** Article **
++++++++++
Change Streams, Coming Soon in MongoDB 3.6

Gone are the days when expectations of information were not instantaneous access to the data. In today’s world, people expect real-time results and information. What’s the moisture content of the soil around grapevine X right now? Not yesterday, not five minutes ago, but now. Being notified about constantly changing data points is critical in many of today’s applications. In the upcoming 3.6 release of MongoDB a new feature is being introduced to assist with these real-time expectations: Change Streams.

Change Streams Defined

Change streams are being implemented in the driver with a new aggregation operator, $changeStream and watch method in the API. We can now specify a $changeStream stage at the beginning of our pipeline and request that notifications are sent for specific changes to a particular collection.

Example Use Case

Let’s take the soil moisture example I stated earlier. Imagine that you have a farm with multiple moisture sensors or a TMP36 Analog temperature sensor connected to something like a NodeMCU ESP8266 or LoPy device. Without going into detail about how to set the IoT network up, for the sake of our use case we can assume that they are sending readings back to a MongoDB server. Perhaps the data is being stored on MongoDB Atlas even. I have, however, written about the LoPy microcontroller and ESP8266 with temperature sensors in the past if you are interested in learning more.

Anyway, for the sake of argument, let’s say that we need to know when the moisture content of the soil drops below a certain level. Moisture values on similar devices are measured as a raw number between 0-1024. The higher the number, the more moisture in the soil. For our use case, we need to know when the moisture level drops below 350 (too dry).

Change Stream in action

Since these recordings are frequently changing, we can set up a change stream to get notified. It’s fairly straightforward to establish a notification with the watch method. We could set something like this up:

change_stream = client.winery.collection.watch([
    {'$match': {
        'operationType': {'$in': ['insert']}
    }},
    {'$match': {
        'moisture_level': {'$lt': 350}
    }}
]);

for change in change_stream:
    turn_on_water();
    # Something else magical

Now when we have an insert into the database where the moisture_level is below 350, we’ll turn our watering system on along with whatever else needs to be done. We could set up a similar change stream for when the moisture level gets high enough to warrant shutting the system off at 450.
++++++++++
** Record list **
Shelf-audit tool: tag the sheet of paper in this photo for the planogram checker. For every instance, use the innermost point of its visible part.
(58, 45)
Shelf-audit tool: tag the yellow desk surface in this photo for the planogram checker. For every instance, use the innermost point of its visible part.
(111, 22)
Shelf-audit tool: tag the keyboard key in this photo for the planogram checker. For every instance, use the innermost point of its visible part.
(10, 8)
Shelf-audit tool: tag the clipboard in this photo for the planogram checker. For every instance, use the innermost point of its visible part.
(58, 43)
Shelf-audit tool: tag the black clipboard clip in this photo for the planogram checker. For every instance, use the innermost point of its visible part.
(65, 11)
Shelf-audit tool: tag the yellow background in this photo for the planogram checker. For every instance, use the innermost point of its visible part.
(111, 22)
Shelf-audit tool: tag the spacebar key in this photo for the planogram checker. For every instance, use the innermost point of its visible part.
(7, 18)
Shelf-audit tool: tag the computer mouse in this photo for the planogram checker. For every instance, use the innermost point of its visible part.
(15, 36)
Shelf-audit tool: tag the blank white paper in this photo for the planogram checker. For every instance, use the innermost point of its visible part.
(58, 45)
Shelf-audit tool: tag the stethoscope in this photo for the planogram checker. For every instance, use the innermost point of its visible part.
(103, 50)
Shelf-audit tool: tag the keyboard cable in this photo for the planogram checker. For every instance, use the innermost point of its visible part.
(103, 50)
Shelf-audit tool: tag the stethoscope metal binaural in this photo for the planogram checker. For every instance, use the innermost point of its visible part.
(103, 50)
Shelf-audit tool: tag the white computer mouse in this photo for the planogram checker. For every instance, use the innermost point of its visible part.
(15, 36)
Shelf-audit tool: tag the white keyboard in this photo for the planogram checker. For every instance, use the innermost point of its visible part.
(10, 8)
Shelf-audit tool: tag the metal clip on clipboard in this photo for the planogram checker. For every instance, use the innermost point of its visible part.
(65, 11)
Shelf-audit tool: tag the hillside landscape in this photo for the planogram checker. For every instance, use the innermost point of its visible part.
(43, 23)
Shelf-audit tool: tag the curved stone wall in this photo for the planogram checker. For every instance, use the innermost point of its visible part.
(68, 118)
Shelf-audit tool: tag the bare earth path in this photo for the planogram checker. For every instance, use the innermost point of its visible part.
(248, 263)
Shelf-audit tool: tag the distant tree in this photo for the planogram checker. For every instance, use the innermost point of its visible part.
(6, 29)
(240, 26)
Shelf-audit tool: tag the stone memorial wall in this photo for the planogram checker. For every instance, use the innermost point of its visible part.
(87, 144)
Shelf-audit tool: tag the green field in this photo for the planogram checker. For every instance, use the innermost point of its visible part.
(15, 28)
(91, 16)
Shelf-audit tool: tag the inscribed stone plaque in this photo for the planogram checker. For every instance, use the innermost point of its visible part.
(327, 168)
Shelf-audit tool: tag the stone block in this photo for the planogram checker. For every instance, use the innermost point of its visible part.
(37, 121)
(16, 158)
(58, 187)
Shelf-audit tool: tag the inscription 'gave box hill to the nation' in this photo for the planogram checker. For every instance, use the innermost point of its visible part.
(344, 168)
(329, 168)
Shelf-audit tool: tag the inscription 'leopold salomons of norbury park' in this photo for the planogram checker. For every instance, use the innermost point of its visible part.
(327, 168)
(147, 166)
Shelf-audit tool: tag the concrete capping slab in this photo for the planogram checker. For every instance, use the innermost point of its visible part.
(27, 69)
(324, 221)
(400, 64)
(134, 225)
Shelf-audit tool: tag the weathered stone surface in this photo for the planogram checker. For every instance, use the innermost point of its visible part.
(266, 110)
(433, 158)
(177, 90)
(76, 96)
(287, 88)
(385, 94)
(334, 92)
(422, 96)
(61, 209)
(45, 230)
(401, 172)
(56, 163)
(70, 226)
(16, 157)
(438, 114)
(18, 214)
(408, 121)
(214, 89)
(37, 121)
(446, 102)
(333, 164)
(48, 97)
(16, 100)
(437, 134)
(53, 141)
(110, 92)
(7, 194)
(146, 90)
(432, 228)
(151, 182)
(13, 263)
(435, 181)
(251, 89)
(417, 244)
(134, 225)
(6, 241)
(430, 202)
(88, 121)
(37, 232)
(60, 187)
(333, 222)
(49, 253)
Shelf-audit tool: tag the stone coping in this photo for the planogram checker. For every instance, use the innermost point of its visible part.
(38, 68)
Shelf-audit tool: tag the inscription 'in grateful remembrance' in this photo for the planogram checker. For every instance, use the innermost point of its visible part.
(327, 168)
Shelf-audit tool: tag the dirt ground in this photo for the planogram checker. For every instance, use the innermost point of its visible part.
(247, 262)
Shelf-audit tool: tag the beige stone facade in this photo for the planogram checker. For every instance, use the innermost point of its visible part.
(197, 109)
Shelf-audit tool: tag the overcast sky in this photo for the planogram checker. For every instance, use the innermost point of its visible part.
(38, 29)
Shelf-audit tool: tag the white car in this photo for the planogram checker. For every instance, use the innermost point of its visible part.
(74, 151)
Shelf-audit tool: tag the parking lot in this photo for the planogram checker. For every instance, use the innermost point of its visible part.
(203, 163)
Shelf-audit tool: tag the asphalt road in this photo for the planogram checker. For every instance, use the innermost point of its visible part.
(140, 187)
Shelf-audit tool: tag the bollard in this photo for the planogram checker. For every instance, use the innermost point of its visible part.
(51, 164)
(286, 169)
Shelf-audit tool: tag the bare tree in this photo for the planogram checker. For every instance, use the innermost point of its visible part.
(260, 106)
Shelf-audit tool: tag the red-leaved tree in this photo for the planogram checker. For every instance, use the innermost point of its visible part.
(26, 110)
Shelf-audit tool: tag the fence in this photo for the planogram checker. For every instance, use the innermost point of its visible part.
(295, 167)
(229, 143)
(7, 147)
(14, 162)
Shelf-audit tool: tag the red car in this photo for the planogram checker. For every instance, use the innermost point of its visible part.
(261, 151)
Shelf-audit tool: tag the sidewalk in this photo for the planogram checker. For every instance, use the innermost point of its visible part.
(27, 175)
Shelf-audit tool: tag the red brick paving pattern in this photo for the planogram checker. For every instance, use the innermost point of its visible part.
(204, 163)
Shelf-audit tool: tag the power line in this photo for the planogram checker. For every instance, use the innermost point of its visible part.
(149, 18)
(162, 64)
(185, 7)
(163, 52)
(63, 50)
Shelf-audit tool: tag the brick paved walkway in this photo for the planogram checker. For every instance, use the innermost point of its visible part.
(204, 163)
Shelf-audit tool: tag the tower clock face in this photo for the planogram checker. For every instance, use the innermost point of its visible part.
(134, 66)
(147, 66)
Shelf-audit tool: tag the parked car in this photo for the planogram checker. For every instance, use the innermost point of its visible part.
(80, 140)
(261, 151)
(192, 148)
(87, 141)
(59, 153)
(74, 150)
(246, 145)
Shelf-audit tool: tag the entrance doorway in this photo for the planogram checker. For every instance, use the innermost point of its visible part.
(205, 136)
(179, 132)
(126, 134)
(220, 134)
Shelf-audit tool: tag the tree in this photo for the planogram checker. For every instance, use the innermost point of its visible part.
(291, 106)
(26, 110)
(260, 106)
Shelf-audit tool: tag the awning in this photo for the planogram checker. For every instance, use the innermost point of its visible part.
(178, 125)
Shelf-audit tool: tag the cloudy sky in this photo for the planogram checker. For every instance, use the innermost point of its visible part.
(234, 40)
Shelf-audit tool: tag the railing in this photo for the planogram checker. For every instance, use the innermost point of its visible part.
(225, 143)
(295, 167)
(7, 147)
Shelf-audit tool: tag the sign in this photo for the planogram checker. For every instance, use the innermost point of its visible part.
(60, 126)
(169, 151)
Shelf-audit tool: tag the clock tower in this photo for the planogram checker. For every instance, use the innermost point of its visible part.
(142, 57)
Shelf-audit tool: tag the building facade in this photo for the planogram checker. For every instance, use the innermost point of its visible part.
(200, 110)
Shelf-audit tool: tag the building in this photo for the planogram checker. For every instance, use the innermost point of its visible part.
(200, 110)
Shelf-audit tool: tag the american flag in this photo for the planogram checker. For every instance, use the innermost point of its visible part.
++++++++++
** Written problem 1 **
Rewrite the paragraph of the change streams article that begins "Anyway, for the sake of argument" as a short bulleted list, keeping its main facts.
** Written problem 2 **
Copy word for word the rows starting with the line containing "Shelf-audit tool: tag the building in" and going on through the last line of the rows.

** Exercise answer 1 **
- We need to know when soil moisture drops below a certain level.
- On similar devices, moisture is measured as a raw number from 0 to 1024.
- A higher number means more moisture in the soil.
- For this use case, the alert level is a reading below 350, which means too dry.

** Exercise answer 2 **
Shelf-audit tool: tag the building in this photo for the planogram checker. For every instance, use the innermost point of its visible part.
(200, 110)
Shelf-audit tool: tag the american flag in this photo for the planogram checker. For every instance, use the innermost point of its visible part.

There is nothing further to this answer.